Bertolt Brecht quedó enquistado en sus reproches. Los expertos en su vida (no biógrafos, cuidado) argumentan que quedar al otro lado del telón le evitó el abuso de sus propias diatribas. Y es que cuando uno se acostumbra a una currywurst de granja colectiva ya no hay ni Fritz Cola que lo arregle. Él que tan mordaz hubiera sido con los chándals, las cadenas, los anillos de kilates y kilates, bailecitos sin sentido, las canciones no canciones, con el lujo de ostentar lo-que-no-es-lujo-pero-sí, con el precio de los coches que no usan gasolina, con los planes del que piensa en uno mismo y el discurso del que no leyó jamás a Unamuno -fruslería prescindible por pacato, mojigato y por abstemio-. Al ideólogo cicatero le genera urticaria el ajedrez. Y a las panzas que aparecen en grabados de George Grosz les florecen por las noches unos tallos como aliens en peligro de extinción.

(Registros de una colección de datos)
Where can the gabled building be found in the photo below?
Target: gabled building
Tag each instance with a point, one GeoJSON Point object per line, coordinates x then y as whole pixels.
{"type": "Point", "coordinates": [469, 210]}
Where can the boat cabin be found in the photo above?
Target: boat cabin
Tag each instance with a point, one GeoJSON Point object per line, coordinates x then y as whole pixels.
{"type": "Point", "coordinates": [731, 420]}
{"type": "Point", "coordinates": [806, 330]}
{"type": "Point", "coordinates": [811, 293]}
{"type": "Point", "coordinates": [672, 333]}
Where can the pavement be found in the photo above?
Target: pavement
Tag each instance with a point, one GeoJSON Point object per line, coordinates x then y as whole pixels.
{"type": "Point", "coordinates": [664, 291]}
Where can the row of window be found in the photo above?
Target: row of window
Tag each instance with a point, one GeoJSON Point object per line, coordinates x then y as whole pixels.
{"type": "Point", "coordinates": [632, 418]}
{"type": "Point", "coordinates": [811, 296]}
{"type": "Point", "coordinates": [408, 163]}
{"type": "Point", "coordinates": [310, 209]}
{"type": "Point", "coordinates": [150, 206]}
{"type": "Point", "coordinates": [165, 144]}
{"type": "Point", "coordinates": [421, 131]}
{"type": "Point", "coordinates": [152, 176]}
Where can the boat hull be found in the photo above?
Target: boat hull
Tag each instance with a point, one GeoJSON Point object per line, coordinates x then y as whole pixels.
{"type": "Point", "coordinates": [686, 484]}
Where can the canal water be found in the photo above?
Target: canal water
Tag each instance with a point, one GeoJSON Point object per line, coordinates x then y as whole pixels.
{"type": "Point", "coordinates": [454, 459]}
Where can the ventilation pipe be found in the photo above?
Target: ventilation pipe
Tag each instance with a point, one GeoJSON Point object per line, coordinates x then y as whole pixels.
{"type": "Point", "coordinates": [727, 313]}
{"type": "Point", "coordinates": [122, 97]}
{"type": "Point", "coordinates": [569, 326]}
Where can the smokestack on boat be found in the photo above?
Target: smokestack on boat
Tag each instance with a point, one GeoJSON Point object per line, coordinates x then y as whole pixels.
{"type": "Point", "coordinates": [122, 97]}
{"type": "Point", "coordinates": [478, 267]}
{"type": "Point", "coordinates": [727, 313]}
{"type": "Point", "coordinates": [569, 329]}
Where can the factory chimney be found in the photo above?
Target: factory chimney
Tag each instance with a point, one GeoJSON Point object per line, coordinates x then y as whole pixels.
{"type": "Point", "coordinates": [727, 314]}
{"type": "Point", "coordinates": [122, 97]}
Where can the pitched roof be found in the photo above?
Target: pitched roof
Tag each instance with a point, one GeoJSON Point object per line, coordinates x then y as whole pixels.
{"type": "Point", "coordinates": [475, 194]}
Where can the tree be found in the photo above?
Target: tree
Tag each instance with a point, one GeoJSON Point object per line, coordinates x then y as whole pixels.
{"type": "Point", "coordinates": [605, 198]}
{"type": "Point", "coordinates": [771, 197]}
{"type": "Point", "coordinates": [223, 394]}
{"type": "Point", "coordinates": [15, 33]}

## [Tarea propuesta A]
Responde, según el fragmento sobre Bertolt Brecht:
(i) Según los expertos en su vida, ¿qué le evitó a Brecht quedar al otro lado del telón?
(ii) ¿Qué le genera urticaria al ideólogo cicatero?
(iii) ¿En los grabados de qué artista aparecen las panzas mencionadas al final?
## [Tarea propuesta B]
Reproduce sin cambios el pasaje del fragmento sobre Bertolt Brecht que va desde "Bertolt Brecht quedó" hasta "peligro de extinción.", incluidas ambas partes.

## [Resultado del ejercicio A]
(i) El abuso de sus propias diatribas.
(ii) El ajedrez.
(iii) De George Grosz.

## [Resultado del ejercicio B]
Bertolt Brecht quedó enquistado en sus reproches. Los expertos en su vida (no biógrafos, cuidado) argumentan que quedar al otro lado del telón le evitó el abuso de sus propias diatribas. Y es que cuando uno se acostumbra a una currywurst de granja colectiva ya no hay ni Fritz Cola que lo arregle. Él que tan mordaz hubiera sido con los chándals, las cadenas, los anillos de kilates y kilates, bailecitos sin sentido, las canciones no canciones, con el lujo de ostentar lo-que-no-es-lujo-pero-sí, con el precio de los coches que no usan gasolina, con los planes del que piensa en uno mismo y el discurso del que no leyó jamás a Unamuno -fruslería prescindible por pacato, mojigato y por abstemio-. Al ideólogo cicatero le genera urticaria el ajedrez. Y a las panzas que aparecen en grabados de George Grosz les florecen por las noches unos tallos como aliens en peligro de extinción.